#### Page extract ####

Skip to content

System Architecture

Part of Project Kaze Architecture


1. Architectural Pattern

Kaze follows an Agent-Oriented Architecture — a hybrid pattern shaped by the fact that its primary compute units are intelligent, autonomous agents, not passive services.

PatternWhat Kaze borrowsApplied where
Actor ModelAutonomous entities with private state, message-passingAgent runtime — each agent is an actor
MicroservicesIndependent deployment, own-your-data, clean API boundariesPlatform services (Gateway, Knowledge, Runtime)
Event-DrivenLoose coupling via async eventsInter-agent communication (direct calls now, NATS later)
Cell-BasedSelf-contained isolated deployment unitsEach tenant/deployment is a cell

New to Kaze (no traditional equivalent):

  • Components that learn from execution history
  • A governance hierarchy where AI agents can supervise other AI agents
  • Shared knowledge across agents while maintaining runtime isolation
  • A supervision ramp as a trust model (supervised → sampling → autonomous)

#### Supplied material ####

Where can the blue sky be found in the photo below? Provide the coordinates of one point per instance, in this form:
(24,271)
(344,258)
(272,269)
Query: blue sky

####

* _What this task involves_:
Can you quote the system architecture page word for word, starting at "Skip to content" and ending at "not passive services."?

* _Completed task_:
Skip to content

System Architecture

Part of Project Kaze Architecture


1. Architectural Pattern

Kaze follows an Agent-Oriented Architecture — a hybrid pattern shaped by the fact that its primary compute units are intelligent, autonomous agents, not passive services.